WHAT YOU HAVE TO DO:
Answer from the article on Unit 731:
1. How many prisoners died at the camp, and of what nationalities were they?
2. Through what means did Sheldon Harris obtain the formerly top secret documents?
3. Where is Norman M. Covert an Army spokesman?

PAGE EXCERPT:
++++++++++++++++++++

'If you survived one experiment, they used you again; no one escaped death.'
Sheldon Harris, CSUN professor
What took place at the Japanese prisoner-of-war camp known as Unit 731 was unspeakable. More than 3,000 Chinese and Russian prisoners died at the camp in occupied China, the victims of germ warfare experiments by the Japanese during World War II.
But what happened after the Allied victory in 1945 is just as chilling, said Cal State Northridge history professor Sheldon Harris: The United States secretly protected the Japanese army doctors of Unit 731 from prosecution as war criminals. In return, the Japanese officers gave U.S. military authorities the data from their grisly human experiments.
Harris said he has proof of the deal in formerly top secret documents he obtained through the federal Freedom of Information Act. In response to Harris' research and inquiries, the U.S. Army, after years of denying the story, has confirmed the basic facts of the deal.
"The fact is, we made a joint decision not to prosecute," said Norman M. Covert, an Army spokesman at Fort Detrick, Md., where the military conducts its biological warfare research. ". . . The driving point was to retain the information within friendly channels. That's why we did it, to keep the information out of the hands of the Soviets."

++++++++++++++++++++

Referring expression pointing data:
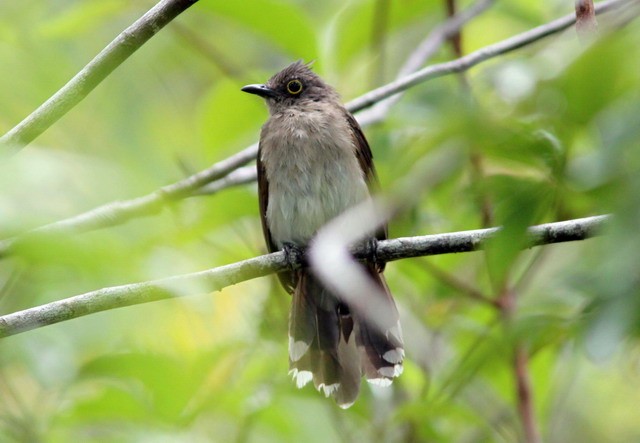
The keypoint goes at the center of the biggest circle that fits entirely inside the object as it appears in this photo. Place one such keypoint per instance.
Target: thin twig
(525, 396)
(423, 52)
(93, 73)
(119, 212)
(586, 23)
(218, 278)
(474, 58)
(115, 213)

++++++++++++++++++++

RESPONSE BELOW:
1. More than 3,000 Chinese and Russian prisoners died.
2. Through the federal Freedom of Information Act.
3. At Fort Detrick, Md.